◆ Source text ◆
One of the problems of concurrent access to files, involving reads and writes, will obviously be the problem of locking. Conventional filesystems such as xfs, ext and others are not meant to be accessed from different hardware paths such that they do not implement any type of locking (for instance, compared to network filesystems that have to maintain a global locking database).

Here is where the Oracle Cluster File System (OCFS2) comes into play and due to being a clustered filesystem, it assumes concurrent accesses to files for both read and write, whilst managing to maintain a coherent locking database to ensure that there are no races taking place as applications access the files.

Setting up OCFS2 is not that difficult, although Debian contains a few bugs that requires leaving some configurable paramters at their defaults as well as naming some files with well-defined names, even if the parameters and files could have been adjusted.

◆ Information shown ◆
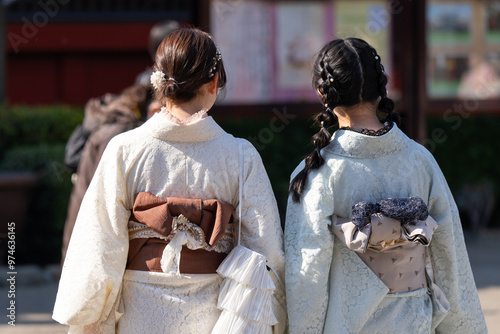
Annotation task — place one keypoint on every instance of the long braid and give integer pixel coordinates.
(325, 120)
(346, 73)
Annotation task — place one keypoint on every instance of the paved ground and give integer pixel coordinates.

◆ Work instructions ◆
Write the next part of the OCFS2 passage, picking up after its last sentence. The lines have no part in this.

◆ Answer to this problem ◆
First, install ocfs2-tools:

aptitude install ocfs2-tools

and then create a file at /etc/ocfs2/cluster.conf, with the following contents (note that the file at /etc/ocfs2/cluster.conf should be really named cluster.conf due to Debian setup script bugs):

cluster:
        node_count = 2
        name = ocfs2

node:
        ip_port = 7777
        ip_address = 192.168.1.1
        number = 1
        name = docker1
        cluster = ocfs2

node:
        ip_port = 7777
        ip_address = 192.168.1.2
        number = 2
        name = docker2
        cluster = ocfs2

Note that OCFS2 is very sensitive to extra spaces in the file so be sure to eliminate any spaces after the lines or any newlines that have no purpose in /etc/ocfs2/cluster.conf.

The cluster is named ocfs2 and even though it could have been named swarm to be in-line with the rest of the tutorial, the Debian setup tools for some reason have this special name hard-coded, such that it is best to leave this as it is.

Next, run the setup for ocfs-tools:

dpkg-reconfigure ocfs2-tools

and just hit Enter for the entire setup - note again, that due to bugs, the ocfs2 cluster name, also referenced in /etc/ocfs2/cluster.conf should be left as is.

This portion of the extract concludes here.